## Objective
Count the lines below that contain the string "table". Reply with the number only.

## Source records

-- BEGIN --

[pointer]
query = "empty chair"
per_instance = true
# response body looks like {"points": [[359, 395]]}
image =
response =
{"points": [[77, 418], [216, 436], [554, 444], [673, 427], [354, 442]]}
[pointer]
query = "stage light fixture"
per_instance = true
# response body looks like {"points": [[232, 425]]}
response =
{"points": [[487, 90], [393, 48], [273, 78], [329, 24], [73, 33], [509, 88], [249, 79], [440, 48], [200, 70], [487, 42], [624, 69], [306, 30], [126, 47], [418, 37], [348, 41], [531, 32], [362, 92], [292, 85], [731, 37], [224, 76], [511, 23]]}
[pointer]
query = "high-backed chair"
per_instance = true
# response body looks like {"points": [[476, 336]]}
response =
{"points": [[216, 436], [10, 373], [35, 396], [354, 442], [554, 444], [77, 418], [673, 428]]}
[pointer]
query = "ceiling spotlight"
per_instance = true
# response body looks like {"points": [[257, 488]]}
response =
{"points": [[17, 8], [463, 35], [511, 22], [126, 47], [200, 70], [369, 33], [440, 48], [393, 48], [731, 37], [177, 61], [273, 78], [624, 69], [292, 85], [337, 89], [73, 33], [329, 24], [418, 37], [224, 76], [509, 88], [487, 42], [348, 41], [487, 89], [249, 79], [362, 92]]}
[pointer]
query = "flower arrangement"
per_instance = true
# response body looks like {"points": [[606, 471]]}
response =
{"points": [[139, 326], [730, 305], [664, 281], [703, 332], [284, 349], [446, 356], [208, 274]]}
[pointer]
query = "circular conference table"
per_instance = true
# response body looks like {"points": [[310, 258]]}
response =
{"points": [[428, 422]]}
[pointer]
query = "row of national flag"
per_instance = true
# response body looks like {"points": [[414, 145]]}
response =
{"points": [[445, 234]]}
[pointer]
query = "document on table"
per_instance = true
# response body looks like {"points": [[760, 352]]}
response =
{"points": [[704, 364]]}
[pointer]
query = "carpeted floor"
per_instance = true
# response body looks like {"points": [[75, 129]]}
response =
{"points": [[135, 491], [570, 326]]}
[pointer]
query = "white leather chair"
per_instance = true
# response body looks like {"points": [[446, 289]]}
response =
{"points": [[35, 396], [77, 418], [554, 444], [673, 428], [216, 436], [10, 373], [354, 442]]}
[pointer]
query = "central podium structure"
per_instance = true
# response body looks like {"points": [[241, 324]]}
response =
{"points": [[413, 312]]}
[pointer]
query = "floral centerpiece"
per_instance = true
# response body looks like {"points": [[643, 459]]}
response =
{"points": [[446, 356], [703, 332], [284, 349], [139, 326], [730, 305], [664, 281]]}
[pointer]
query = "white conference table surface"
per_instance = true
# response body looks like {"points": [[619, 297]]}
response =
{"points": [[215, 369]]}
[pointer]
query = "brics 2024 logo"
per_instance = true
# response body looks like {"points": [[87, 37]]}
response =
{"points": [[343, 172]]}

-- END --

## Task solution
3